WRITTEN TASK » Leaving out the pictures, please retype each record exactly.

[Start of DATA ENTRIES]

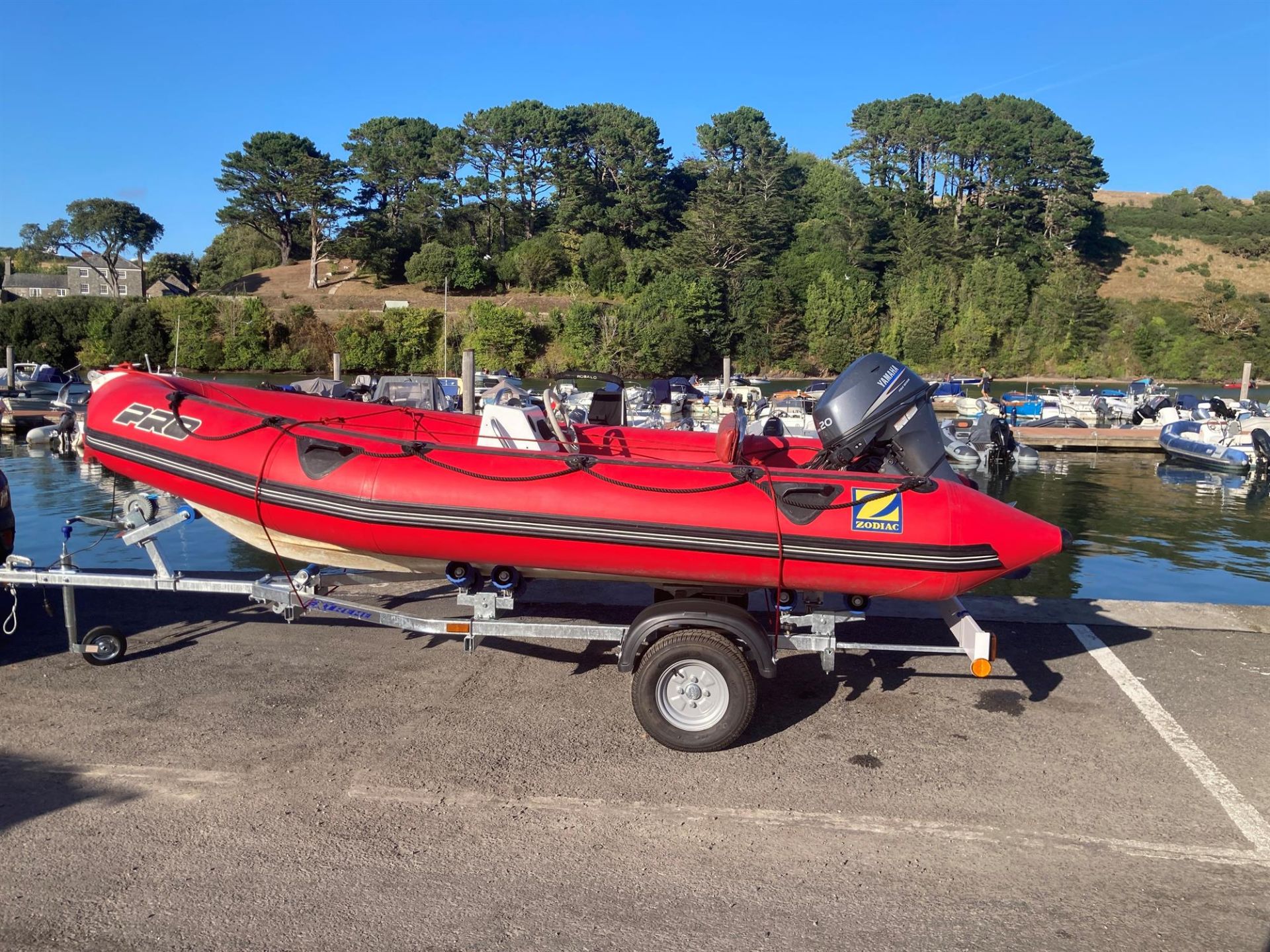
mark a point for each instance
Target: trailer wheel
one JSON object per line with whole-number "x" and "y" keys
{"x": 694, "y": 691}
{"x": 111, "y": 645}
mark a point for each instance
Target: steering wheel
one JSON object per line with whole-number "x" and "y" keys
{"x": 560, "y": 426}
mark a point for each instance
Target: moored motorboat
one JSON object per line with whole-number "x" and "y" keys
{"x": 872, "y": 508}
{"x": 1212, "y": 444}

[End of DATA ENTRIES]

SOLUTION TO THE EXERCISE »
mark a point for each instance
Target: trailer wheel
one JSON object per line with whole-number "x" and "y" keys
{"x": 694, "y": 691}
{"x": 111, "y": 645}
mark a point for each instance
Target: steering wheel
one JSON object per line with whole-number "x" and "y" keys
{"x": 560, "y": 426}
mark a point for each instance
Target: moored motorboat
one JSON object per line with whole-number "x" and "y" keys
{"x": 872, "y": 508}
{"x": 1212, "y": 444}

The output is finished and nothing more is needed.